| Problem to solve |
Emit only the lines from the line containing "Locate the large" through the last line of the entries, unchanged.

| Records contained in a dataset |
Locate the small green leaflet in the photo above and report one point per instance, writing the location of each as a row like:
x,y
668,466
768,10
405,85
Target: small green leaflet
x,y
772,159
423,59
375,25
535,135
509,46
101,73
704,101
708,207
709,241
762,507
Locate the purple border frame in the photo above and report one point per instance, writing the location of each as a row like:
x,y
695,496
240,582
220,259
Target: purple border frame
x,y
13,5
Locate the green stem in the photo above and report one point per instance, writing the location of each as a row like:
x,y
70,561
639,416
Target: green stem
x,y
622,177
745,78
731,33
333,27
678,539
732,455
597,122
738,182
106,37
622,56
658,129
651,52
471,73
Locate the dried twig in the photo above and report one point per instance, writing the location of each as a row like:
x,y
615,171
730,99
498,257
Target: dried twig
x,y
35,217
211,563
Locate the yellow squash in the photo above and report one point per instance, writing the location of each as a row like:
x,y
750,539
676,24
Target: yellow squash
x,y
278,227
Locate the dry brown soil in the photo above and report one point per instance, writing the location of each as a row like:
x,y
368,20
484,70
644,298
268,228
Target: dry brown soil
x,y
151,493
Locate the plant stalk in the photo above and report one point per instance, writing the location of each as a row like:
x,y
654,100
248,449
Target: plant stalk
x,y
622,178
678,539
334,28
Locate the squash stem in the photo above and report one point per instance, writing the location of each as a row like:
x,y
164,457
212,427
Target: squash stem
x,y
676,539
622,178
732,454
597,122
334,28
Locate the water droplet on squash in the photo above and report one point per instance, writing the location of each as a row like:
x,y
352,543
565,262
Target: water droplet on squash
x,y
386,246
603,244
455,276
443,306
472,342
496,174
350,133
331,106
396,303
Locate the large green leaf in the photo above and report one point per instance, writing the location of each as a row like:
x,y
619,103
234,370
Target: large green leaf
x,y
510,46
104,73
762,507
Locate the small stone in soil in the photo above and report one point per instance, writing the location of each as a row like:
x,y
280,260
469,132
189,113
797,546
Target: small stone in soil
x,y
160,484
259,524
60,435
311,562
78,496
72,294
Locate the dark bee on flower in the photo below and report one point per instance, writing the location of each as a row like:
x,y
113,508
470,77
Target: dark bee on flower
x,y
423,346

| Problem solution |
Locate the large green leaf in the photo above and report one point per instance, writing the location of each as a row like:
x,y
619,103
234,370
Target: large green leaf
x,y
510,46
104,73
762,507
Locate the small stone in soil in the photo above and report one point per instance, writing the location of each as a row like:
x,y
280,260
469,132
189,113
797,546
Target: small stone in soil
x,y
160,484
259,524
60,435
311,562
78,496
72,294
Locate the dark bee on flower in the photo below and report one point per instance, writing the location of each as a row like:
x,y
113,508
470,77
Target: dark bee on flower
x,y
423,346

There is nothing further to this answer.